◆ COMPITI DA SVOLGERE
A: Nel testo su Godfrey e la famiglia Bullock, che cosa devono trovare e portare come trofeo le due sorelle durante la "caccia al tesoro"?
B: Prosegui il testo su Godfrey e la famiglia Bullock partendo dopo la sua ultima frase.

◆ BLOCCO DI TESTO

La premessa è di una crudeltà così squisitamente classista da rasentare il teatro dell'assurdo di Ionesco. Durante una "caccia al tesoro" organizzata dall'alta società newyorkese, due sorelle viziate, la glaciale Cornelia (Gail Patrick) e la svampita Irene (Carole Lombard), devono trovare e portare come trofeo un "uomo dimenticato", un barbone. È un safari umano, un passatempo per annoiati patrizi che vedono la povertà non come una tragedia sociale, ma come un bizzarro oggetto da collezione. In questa discarica umana ai margini della civiltà, trovano Godfrey (William Powell), un uomo la cui dignità è inversamente proporzionale alla pulizia del suo soprabito. Irene, con l'incoscienza di un angelo sotto anfetamine, lo convince a seguirla, vincendo la gara e decidendo, con un capriccio che cambierà le sorti della sua famiglia, di assumerlo come maggiordomo.
Da questo momento, il film si trasforma in un'opera da camera ambientata nel più disfunzionale dei manicomi: la villa della famiglia Bullock. Godfrey non è semplicemente un servitore; è un antropologo, un Marco Aurelio precipitato in un happening dadaista. La sua quieta competenza, la sua logica ferrea, agiscono come un acido corrosivo sulla follia che lo circonda. La signora Bullock (Alice Brady), una matrona fatua con la risata di una iena e un "protetto" gigolò (Mischa Auer) che si esibisce in magistrali imitazioni di un gorilla, vaga per le stanze in una nebbia di egoismo. Il patriarca, Alexander Bullock (Eugene Pallette), è un Sisifo del capitalismo, un uomo la cui unica funzione è lamentarsi della propria ricchezza e delle spese della sua famiglia, con una voce roca che sembra provenire dalle profondità della terra. In mezzo a loro, Godfrey si muove con la grazia di un ballerino e la pazienza di un santo, un'isola di razionalità in un oceano di idiozia ereditaria.

◆ DATI FORNITI

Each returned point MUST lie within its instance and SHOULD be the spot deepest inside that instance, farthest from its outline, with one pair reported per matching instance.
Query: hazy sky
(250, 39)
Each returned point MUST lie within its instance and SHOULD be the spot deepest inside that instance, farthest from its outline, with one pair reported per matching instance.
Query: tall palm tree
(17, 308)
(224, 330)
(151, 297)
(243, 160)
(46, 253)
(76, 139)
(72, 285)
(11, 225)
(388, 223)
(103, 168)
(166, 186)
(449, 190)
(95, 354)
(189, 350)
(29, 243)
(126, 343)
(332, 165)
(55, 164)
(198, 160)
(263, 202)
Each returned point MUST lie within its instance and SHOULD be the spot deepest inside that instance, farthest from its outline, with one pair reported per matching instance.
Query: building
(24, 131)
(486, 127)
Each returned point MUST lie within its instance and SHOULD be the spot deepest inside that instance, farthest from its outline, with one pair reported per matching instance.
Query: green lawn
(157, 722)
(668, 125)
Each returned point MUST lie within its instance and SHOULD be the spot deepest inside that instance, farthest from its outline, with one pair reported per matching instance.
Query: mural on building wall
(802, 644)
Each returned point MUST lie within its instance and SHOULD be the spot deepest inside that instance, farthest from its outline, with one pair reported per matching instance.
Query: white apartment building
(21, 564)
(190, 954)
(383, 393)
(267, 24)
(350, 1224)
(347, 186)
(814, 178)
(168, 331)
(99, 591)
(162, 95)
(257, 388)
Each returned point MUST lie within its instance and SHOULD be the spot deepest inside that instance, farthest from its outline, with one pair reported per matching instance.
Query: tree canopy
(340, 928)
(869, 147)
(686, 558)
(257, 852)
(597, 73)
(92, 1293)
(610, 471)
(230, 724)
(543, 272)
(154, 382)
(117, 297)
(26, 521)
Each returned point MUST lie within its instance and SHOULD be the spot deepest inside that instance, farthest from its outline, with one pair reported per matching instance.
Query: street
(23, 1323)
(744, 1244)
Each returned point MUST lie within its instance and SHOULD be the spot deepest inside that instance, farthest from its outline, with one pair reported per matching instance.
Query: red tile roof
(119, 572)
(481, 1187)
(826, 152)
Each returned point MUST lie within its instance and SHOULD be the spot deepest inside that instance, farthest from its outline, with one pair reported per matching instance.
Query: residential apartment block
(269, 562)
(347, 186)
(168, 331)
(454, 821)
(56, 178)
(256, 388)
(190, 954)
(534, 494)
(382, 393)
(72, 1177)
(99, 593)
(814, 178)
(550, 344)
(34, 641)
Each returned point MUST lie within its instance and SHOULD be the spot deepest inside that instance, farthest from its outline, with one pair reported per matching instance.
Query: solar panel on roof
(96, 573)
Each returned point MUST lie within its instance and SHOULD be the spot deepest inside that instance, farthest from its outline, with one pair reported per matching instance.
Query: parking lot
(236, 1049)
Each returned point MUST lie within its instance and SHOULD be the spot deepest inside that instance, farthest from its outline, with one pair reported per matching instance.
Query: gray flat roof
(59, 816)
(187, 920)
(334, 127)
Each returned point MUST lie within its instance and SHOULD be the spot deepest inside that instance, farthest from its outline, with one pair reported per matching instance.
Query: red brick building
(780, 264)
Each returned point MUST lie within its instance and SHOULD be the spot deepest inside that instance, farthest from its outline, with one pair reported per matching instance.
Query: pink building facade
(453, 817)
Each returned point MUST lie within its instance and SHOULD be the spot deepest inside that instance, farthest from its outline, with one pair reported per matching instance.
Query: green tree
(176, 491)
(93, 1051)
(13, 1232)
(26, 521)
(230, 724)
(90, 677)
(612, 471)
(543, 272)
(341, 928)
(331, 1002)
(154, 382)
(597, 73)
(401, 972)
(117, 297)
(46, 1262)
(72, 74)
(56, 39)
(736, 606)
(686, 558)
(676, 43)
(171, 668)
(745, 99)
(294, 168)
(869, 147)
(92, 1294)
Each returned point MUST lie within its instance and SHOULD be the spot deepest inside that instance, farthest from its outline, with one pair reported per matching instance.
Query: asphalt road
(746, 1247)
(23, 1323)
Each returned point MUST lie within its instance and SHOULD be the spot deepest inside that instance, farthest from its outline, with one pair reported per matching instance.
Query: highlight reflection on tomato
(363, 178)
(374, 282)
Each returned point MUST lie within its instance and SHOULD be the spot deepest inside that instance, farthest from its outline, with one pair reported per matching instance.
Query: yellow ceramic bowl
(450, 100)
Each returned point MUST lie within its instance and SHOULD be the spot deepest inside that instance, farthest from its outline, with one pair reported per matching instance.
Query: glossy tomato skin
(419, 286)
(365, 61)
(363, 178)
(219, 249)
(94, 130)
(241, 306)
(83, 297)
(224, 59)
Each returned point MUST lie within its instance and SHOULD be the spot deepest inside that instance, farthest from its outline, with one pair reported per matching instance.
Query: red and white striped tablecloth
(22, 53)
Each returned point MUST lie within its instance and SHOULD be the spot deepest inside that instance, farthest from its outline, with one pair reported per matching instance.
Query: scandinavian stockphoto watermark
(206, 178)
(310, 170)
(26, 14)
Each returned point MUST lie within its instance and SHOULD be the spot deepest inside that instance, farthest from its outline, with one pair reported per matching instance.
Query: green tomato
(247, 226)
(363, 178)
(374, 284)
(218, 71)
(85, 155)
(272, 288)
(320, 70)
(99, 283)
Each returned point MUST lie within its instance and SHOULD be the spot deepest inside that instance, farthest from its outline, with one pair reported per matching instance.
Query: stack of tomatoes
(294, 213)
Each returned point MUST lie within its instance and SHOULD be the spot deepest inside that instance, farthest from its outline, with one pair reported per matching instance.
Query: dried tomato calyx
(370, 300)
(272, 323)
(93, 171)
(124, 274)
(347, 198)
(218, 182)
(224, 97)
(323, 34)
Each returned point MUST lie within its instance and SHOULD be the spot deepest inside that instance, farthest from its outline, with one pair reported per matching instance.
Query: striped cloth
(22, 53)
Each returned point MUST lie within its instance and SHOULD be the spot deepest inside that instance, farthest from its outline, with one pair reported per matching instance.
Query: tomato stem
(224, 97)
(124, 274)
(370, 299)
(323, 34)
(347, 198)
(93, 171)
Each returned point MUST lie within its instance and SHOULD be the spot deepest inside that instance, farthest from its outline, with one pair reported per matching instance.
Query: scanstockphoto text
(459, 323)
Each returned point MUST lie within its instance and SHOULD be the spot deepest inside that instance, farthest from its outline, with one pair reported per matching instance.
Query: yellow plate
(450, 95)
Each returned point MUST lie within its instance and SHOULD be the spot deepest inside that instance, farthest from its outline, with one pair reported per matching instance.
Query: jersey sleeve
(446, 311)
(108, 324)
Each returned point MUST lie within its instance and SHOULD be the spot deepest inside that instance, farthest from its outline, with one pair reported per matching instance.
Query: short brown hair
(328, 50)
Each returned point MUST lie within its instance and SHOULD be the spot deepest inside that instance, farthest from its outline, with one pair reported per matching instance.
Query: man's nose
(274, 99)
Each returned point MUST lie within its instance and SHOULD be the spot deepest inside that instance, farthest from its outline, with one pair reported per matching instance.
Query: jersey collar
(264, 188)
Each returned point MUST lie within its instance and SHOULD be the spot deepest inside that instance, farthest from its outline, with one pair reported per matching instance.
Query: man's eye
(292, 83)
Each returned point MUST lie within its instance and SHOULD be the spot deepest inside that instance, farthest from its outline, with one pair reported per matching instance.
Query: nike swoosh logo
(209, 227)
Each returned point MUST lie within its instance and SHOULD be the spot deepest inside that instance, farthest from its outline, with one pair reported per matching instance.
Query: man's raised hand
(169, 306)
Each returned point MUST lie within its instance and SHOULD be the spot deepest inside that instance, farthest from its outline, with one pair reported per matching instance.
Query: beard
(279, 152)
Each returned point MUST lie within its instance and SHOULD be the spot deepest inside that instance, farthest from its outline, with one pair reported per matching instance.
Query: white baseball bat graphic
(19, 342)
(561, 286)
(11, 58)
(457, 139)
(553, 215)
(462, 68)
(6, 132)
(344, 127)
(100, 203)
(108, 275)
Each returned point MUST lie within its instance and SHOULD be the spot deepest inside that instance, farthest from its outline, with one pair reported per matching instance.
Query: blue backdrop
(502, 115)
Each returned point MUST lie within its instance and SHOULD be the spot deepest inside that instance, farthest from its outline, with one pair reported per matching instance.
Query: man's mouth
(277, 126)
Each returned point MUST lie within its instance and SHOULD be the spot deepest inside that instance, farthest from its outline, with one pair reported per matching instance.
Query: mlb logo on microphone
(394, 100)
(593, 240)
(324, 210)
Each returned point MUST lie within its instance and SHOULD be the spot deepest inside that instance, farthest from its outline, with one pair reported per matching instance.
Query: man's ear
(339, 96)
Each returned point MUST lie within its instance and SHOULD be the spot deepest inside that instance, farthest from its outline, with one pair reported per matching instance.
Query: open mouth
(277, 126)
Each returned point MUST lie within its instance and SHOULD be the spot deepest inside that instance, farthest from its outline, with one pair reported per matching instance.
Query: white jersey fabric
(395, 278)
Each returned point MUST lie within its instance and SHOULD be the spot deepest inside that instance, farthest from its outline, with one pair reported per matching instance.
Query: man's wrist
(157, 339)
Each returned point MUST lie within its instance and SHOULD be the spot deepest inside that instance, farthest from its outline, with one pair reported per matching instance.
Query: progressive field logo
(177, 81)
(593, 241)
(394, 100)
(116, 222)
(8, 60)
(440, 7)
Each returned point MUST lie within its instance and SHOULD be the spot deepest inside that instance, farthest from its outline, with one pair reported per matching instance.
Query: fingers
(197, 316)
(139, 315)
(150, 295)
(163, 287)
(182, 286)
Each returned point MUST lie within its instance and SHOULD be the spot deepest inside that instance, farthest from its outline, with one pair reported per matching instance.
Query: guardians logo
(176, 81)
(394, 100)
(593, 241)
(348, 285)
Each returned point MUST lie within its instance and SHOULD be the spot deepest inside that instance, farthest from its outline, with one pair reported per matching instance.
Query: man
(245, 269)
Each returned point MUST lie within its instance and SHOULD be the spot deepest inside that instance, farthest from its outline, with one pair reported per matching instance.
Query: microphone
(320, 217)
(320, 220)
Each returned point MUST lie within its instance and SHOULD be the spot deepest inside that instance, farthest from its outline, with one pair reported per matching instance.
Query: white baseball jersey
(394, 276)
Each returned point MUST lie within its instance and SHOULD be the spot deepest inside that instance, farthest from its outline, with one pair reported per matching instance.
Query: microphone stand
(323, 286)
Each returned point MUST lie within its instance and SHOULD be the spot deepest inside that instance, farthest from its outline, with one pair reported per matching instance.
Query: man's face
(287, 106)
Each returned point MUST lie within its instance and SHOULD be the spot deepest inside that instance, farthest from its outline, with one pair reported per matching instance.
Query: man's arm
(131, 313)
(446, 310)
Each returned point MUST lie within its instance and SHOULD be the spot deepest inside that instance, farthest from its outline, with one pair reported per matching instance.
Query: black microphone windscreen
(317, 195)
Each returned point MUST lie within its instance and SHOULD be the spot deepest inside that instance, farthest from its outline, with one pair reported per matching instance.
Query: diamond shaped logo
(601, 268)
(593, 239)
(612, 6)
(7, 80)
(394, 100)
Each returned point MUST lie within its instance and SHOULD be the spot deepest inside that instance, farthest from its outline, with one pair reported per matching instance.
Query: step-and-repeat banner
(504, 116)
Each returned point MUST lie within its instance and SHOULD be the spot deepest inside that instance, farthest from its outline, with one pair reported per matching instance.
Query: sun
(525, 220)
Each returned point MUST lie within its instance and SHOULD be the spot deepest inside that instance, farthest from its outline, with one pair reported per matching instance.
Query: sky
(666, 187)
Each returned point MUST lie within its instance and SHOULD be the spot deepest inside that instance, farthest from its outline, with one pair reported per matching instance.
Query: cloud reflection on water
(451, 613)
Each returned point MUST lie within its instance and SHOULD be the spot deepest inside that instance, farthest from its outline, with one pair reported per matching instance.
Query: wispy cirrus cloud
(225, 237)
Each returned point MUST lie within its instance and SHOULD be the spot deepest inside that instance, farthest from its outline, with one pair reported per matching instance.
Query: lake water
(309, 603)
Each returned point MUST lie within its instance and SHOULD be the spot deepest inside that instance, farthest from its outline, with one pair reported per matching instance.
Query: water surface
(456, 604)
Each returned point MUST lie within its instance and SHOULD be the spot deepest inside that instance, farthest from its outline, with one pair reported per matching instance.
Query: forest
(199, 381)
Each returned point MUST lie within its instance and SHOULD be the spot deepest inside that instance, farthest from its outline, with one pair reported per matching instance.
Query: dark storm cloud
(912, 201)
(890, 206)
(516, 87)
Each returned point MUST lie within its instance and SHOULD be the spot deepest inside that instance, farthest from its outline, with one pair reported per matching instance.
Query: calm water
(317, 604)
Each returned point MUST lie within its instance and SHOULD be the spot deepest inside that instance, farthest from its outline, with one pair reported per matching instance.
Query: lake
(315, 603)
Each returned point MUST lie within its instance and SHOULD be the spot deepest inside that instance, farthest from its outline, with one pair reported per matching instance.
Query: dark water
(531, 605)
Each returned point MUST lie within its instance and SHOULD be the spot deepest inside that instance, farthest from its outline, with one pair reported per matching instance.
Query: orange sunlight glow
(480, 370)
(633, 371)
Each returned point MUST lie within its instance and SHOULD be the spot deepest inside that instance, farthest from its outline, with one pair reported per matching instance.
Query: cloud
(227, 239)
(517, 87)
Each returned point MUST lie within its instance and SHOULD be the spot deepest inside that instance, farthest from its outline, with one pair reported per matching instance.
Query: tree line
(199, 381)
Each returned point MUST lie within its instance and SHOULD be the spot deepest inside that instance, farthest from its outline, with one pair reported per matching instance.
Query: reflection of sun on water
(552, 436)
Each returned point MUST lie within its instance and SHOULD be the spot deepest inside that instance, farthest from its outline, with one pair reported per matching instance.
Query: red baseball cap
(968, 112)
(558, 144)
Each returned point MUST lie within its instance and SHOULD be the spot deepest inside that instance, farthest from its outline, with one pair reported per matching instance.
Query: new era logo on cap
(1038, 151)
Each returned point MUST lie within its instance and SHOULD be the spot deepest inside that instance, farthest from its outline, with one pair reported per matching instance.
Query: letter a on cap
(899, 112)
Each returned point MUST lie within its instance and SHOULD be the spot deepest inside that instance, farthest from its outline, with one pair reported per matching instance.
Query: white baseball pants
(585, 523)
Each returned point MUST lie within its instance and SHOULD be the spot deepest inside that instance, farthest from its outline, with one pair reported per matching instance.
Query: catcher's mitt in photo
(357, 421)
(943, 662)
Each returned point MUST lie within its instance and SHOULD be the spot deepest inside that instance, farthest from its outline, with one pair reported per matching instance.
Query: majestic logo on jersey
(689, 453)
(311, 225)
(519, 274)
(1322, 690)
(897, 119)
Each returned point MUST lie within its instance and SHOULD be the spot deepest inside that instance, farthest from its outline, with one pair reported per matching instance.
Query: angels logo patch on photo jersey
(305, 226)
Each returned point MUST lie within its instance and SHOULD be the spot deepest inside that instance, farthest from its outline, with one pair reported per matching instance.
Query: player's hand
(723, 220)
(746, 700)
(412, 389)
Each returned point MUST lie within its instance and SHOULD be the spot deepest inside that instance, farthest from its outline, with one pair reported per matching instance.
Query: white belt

◆ ESERCIZI RISOLTI
A: Un "uomo dimenticato", cioè un barbone.

B:
La Cava, noto per il suo approccio quasi documentaristico e la sua predilezione per l'improvvisazione, lascia che i suoi attori costruiscano questo caos con una naturalezza sconcertante. Si dice che sul set incoraggiasse gli attori a ignorare il copione e a seguire il proprio istinto, pagando un dollaro per ogni "gag" improvvisata che finiva nel montaggio finale. Questa libertà è palpabile. Il dialogo non è semplicemente recitato; è lanciato, interrotto, sovrapposto, come in una jam session jazzistica dove ogni strumento cerca di sovrastare l'altro. Il ritmo è implacabile, una cascata di battute che non lascia respiro, una caratteristica che diventerà il marchio di fabbrica del genere, perfezionato in seguito da maestri come Howard Hawks e Preston Sturges.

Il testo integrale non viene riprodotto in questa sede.